> Requirement
A verbatim copy of the records is required, with all pictures left out.

--- begin Input material ---

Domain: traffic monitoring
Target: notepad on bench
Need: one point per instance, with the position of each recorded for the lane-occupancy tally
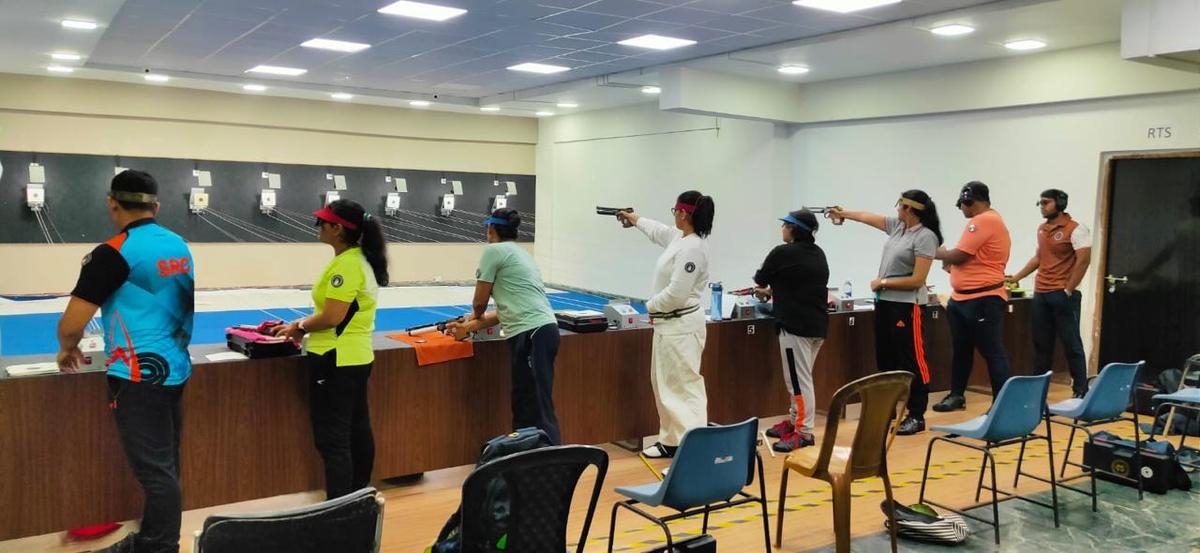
(30, 370)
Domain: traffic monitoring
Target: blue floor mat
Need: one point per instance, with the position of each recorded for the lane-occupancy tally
(35, 334)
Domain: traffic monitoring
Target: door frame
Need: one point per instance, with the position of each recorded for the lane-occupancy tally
(1101, 239)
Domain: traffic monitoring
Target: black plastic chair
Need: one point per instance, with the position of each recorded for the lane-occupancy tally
(352, 523)
(540, 485)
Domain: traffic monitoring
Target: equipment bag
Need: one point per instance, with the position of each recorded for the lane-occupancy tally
(1159, 470)
(496, 538)
(922, 523)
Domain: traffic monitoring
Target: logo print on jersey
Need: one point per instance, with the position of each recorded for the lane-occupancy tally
(154, 367)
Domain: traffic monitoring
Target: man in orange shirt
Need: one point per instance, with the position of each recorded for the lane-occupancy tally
(977, 306)
(1065, 250)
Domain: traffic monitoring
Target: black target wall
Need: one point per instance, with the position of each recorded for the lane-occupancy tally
(76, 187)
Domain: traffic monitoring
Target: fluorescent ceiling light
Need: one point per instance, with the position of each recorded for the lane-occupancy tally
(277, 70)
(657, 42)
(1026, 44)
(421, 11)
(844, 6)
(953, 29)
(78, 24)
(543, 68)
(336, 46)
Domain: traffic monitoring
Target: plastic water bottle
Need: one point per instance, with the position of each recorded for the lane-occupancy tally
(718, 293)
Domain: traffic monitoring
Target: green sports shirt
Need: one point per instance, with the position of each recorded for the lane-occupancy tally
(347, 278)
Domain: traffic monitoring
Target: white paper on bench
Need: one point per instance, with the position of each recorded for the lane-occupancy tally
(33, 368)
(226, 356)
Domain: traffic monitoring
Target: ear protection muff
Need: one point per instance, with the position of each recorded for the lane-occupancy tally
(1059, 197)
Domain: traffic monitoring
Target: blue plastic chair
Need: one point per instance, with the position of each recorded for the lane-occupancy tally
(1104, 403)
(711, 468)
(1012, 420)
(1187, 398)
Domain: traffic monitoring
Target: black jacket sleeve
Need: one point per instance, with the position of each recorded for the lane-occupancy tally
(103, 271)
(769, 266)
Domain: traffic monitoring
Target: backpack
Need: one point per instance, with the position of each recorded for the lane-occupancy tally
(496, 539)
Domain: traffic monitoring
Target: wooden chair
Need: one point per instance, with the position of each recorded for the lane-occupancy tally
(881, 395)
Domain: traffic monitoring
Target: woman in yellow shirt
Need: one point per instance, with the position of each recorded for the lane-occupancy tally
(340, 353)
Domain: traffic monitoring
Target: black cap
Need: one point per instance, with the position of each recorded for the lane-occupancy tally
(135, 186)
(973, 191)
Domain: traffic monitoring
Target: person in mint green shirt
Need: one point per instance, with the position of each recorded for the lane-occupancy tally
(509, 275)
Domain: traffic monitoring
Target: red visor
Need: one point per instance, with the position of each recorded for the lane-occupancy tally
(685, 208)
(329, 216)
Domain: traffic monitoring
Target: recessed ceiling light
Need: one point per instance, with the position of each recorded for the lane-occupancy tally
(844, 6)
(336, 46)
(657, 42)
(1025, 44)
(421, 11)
(953, 29)
(543, 68)
(277, 70)
(78, 24)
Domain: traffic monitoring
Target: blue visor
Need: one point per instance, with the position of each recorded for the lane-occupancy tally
(797, 222)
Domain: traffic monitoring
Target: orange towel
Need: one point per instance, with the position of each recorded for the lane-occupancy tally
(436, 348)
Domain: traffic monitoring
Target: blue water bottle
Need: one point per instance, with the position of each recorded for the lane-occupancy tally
(718, 293)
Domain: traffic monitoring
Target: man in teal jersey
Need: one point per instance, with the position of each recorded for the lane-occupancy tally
(143, 282)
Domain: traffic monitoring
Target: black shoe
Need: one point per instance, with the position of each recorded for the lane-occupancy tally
(951, 403)
(124, 546)
(910, 426)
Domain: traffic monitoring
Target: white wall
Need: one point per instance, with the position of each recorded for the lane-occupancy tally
(1018, 152)
(641, 157)
(756, 172)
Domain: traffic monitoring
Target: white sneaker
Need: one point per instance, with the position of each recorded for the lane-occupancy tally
(659, 451)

--- end Input material ---

> Correct output
Domain: traffic monitoring
Target: notepad on bench
Need: one point per instance, with the position of each recorded for the lane-occupancy tally
(30, 370)
Domain: traffic monitoring
Target: blue floor mat
Need: one point per instance, with the position of each recorded for the lane-occupancy tally
(35, 334)
Domain: traffic monitoring
Target: door frame
Need: one point per instance, with the position of each recorded for the lane-occupancy tally
(1101, 239)
Domain: traffic monitoring
Target: black plastic chair
Need: one point per instance, with the position of each recorded for the lane-occupancy tally
(352, 523)
(540, 485)
Domain: traffic monitoring
Target: equipment bag
Need: one point per instance, with the position of each recorded for the lane-occupancy tally
(1159, 470)
(496, 538)
(922, 523)
Domain: traffic monitoring
Target: logo print on jersey
Need: one point per instance, with the position of each recorded for the lane-occupancy tally
(154, 367)
Domain: traffic monitoring
Target: man in orange shirt
Need: one point per instance, with the position of each recorded for the lane-occupancy tally
(977, 306)
(1065, 250)
Domain: traffic monitoring
Target: black target wall
Need: one point per instance, with the position of each recorded for the lane-occupancy tally
(76, 187)
Domain: traffic monitoring
Target: fluorescent ceiling light
Need: one point per instance, with the position of each recorded for the lane-occupancy tally
(277, 70)
(657, 42)
(1026, 44)
(421, 11)
(844, 6)
(953, 29)
(78, 24)
(543, 68)
(336, 46)
Domain: traffic monitoring
Target: plastic water bottle
Need: one point per instance, with the position of each recorded for the lane-occupancy tally
(718, 293)
Domain: traffic monitoring
Target: green sports shirt
Need: one point per instance, with the position of each recorded for the lane-occupancy tally
(347, 278)
Domain: traffic monitoring
Target: white paper on bench
Need: one point per instance, with the position of each recorded for the lane-occupancy tally
(33, 368)
(226, 356)
Domain: traffic monitoring
Target: ear protection muff
Need: one point per instance, with the position of each recorded for the lane-occupancy tally
(1059, 197)
Domain: traffic monitoring
Target: blue plastic chair
Need: one point per instance, with the position of each recorded for the lane-occupancy tally
(1104, 403)
(711, 468)
(1012, 420)
(1187, 398)
Domain: traffic monitoring
Target: black jacket sleeve
Need: one point per instance, with the position of each recorded for the lane-occupancy tally
(103, 271)
(769, 266)
Domain: traffic monitoring
Target: backpack
Need: one point per instance, with the position of each recorded for the lane-occupancy tally
(496, 539)
Domain: traffic monitoring
Target: wooden chair
Need: one point per instance, with the position of each recorded for the lane-occupancy tally
(881, 395)
Domain: traffic monitoring
Target: woman in yellow shirt
Need: one point per instance, with the position of each recorded for the lane-occupancy tally
(340, 353)
Domain: traffic monitoring
Target: black cap
Need: one point per instance, with the position of each recorded for the lane-occupancy tally
(135, 186)
(973, 191)
Domain: traffic monitoring
Target: person in mint green shirt
Need: one point per instance, with the position of each recorded for the lane-occupancy tally
(509, 275)
Domain: traffic monitoring
Target: red visor
Need: one point per instance, with the position of each recorded for the lane-occupancy tally
(685, 208)
(329, 216)
Domain: traffic monitoring
Target: recessed ceiling light
Need: one point per instance, with the position of each recorded for the lane-occupancy tally
(844, 6)
(336, 46)
(657, 42)
(1025, 44)
(421, 11)
(953, 29)
(543, 68)
(277, 70)
(78, 24)
Domain: traffic monitoring
Target: blue visor
Need: one point per instance, with the position of each recorded for the lane-occupancy tally
(797, 222)
Domain: traffic monitoring
Target: orange towel
Need: one point per instance, with the position of each recorded for the lane-occupancy tally
(436, 348)
Domain: traffic monitoring
Target: blue water bottle
Need: one point per instance, with the position of each recorded for the lane-occupancy tally
(718, 293)
Domain: traffic monitoring
Target: man in teal jersey
Need: one point per instance, with the position of each recorded for the lane-occupancy tally
(143, 282)
Domain: traffic monitoring
Target: black shoe
Need: one point per instance, with the position of each recorded for the lane-occupancy tally
(951, 403)
(124, 546)
(910, 426)
Domain: traffic monitoring
Target: white wall
Need: one point per instance, with the position of each recorded for the lane-occupancy tally
(1018, 152)
(641, 157)
(756, 172)
Domain: traffic monitoring
Target: white sneaker
Need: one point per instance, with the position of each recorded for the lane-occupancy tally
(659, 451)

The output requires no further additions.